— START DOCUMENT SEGMENT —

November 1, 2003 by Sean van Zyl, Editor
Over the course of its 15 years in existence, the Property and Casualty Insurance Compensation Corp. (PACICC) has paid out about $100 million to policyholders relating to 12 insurer failures. Now, as the insurance industry nears the outer edge of what has been described as the most challenging and protracted “down” and “up” of its long history of business price cycles, attention from regulators and even companies themselves has turned to question how effective PACICC is in the current risk environment. Notably, the financial vulnerability of insurers in Canada by the end of 2002 was at a high level not seen since PACICC was first established, says Paul Kovacs who was recently appointed as the new president of the corporation. “Industry conditions for 2003 have improved, but we’re [the insurance industry] still not out of the woods.”
Working in conjunction with Alex Kennedy, the former president of PACICC who is regarded as the “life force” that got the corporation onto its feet, Kovacs says he is ready to move ahead with organizational reform proposals. Earlier this year PACICC released a “white paper” for discussion detailing the main issues which it believes need to be addressed by members to ensure that the corporation’s role remains effective in today’s marketplace. Subsequently, PACICC has brought out a three year “direction report” which members will vote on at a corporation meeting set for mid-November this year. “The fact that the industry was willing to invest in reform sparked my interest in the PACICC position,” Kovacs notes.
Part of the urgency to “update PACICC” did relate to concerns expressed by the federal regulator, the Office of the Superintendent of Financial Institutions (OSFI), toward the end of last year regarding the industry’s deteriorating financial health, Kovacs observes. In this respect, the insolvency risk was not limited to small companies, but included some major players in the industry, he notes. Furthermore, he points out that the “worst period” for increased insurer insolvencies is a year or two after the industry has overcome its financial low. “There is a lag, or a delay, after the low financial point of the industry [when insolvency risk is at its greatest]. There is definitely a two to three lag before the insolvency risk is reduced. The weak [industry] numbers for last year were the trigger.”
Provincial regulators also began questioning PACICC’s compensation limits on payment of unearned premiums (a heated debate remains ongoing between east-coast regulator Winston Morris and PACICC over the latter’s limited 70% payment of unearned premiums up to $1000 a policy, which the regulator believes compensation should be 100%) and the ceiling value on claims. All of the issues above have to be seen against a backdrop of significant growth in the premium base of the industry, which in just a few short years has jumped by 50% in value.

— END DOCUMENT SEGMENT —
— START DATASET CONTENT —

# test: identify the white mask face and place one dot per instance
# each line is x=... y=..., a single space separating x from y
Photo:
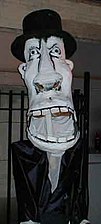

— END DATASET CONTENT —

**SET TASK 1**
In the PACICC article, how much has PACICC paid out to policyholders over its 15 years?
**SET TASK 2**
Repeat the part of the PACICC article from "Provincial regulators also" to "50% in value.", word for word.
**SET TASK 3**
Carry on the PACICC article from the point where it ends.

**WRITTEN ANSWER 1**
About $100 million, relating to 12 insurer failures.

**WRITTEN ANSWER 2**
Provincial regulators also began questioning PACICC’s compensation limits on payment of unearned premiums (a heated debate remains ongoing between east-coast regulator Winston Morris and PACICC over the latter’s limited 70% payment of unearned premiums up to $1000 a policy, which the regulator believes compensation should be 100%) and the ceiling value on claims. All of the issues above have to be seen against a backdrop of significant growth in the premium base of the industry, which in just a few short years has jumped by 50% in value.

**WRITTEN ANSWER 3**
“It became evident that PACICC couldn’t continue as it had [in the past] based on the [increased] vulnerability factor in the industry. A different industry mindset toward PACICC was needed,” Kovacs emphasizes. PACICC’s three year reform plan consists of three groupings: operational, governance and research, he explains.
The operational mandate of PACICC will receive the most attention in the year ahead, assuming the three-year plan is voted in favor, Kovacs observes. The key factors involved are the corporation’s “pre-fund reserve”, a re-evaluation of “reasonable compensation” in terms of both maximum claim payments and refunds of unearned premiums in the event of an insolvency, and whether large commercial claims should be covered.
PACICC currently operates on a “pre-fund” of $30 million for purposes of dealing with claims and refunding of unearned premiums. However, with the size of the marketplace having grown by 50% to reach $30 billion, the size of the pre-fund has to be looked at, Kovacs says. PACICC’s commitment to the public is to provide “reasonable compensation” to policyholders in terms of a failure, he notes, which with the rapid growth in value of premiums, this definition needs to be examined. “We need to review what ‘reasonable compensation’ is. At the moment, we give back 70% of the unearned premium up to $1000 per policy. With premiums having risen, is this adequate?”
The other issue is PACICC’s level of compensation on claims. At present, the corporation pays up to $200,000 a claim in the event of failure of the underwriting company. While there are not many claims that have fallen into PACICC’s lap of this magnitude, those that do tend to be large commercial risks. The idea behind the establishment of PACICC was to provide a final resort of coverage to personal and small business policyholders, Kovacs notes, and whether large commercial coverages should fall under the corporation’s protection needs to be clarified. Furthermore, one of the more significant reasons for PACICC’s existence is to provide policyholders with some form of immediate compensation. Company windups can take years in going through the courts, Kovacs points out, which in many cases the full value of the premium or claim is achieved. In this respect, PACICC’s role is to provide some immediate relief, he adds, and not to provide 100% compensation upfront to policyholders, as has been argued by some in regulatory circles.
Kovacs says some pressure has come down on PACICC to adopt independent board members outside of the insurance industry. This is fairly common practice with similar insolvency compensation bodies for other financial services sectors such as investment funds, banking and life insurance. However, after much consideration, PACICC’s members felt that the business of p&c insurance was significantly unique to maintain control of the corporation by the industry, he notes.
Lack of independent board members has created some concern for OSFI, Kovacs admits, in that the federal regulator had always maintained a close company information sharing relationship with PACICC before real concerns of insurer(s) failure became a high priority concern. Subsequently, OSFI has been reluctant to provide some of its company data to the corporation on grounds that the board is not sufficiently independent of the industry. As a result, PACICC is now looking to increase the makeup of independent members sitting on its board, he adds.
One of the biggest challenges having faced PACICC in the past is lack of research resources, Kovacs says. The corporation relied heavily on data and information supplied by outside bodies such as the Insurance Bureau of Canada (IBC) and regulators. While these avenues of research information remain important, PACICC has to have its own research staff to achieve accurate assessment of the state of the market and its various players, he adds.
As a result, Kovacs has asked for a dedicated research team to be assigned to him. This will mean a bigger operating budget for PACICC, he says, although the outlay will be minor relative to the end benefits. Kovacs plans on providing the PACICC board with an annual review of the financial position of insurers in order for the corporation to better prepare itself relative to market conditions.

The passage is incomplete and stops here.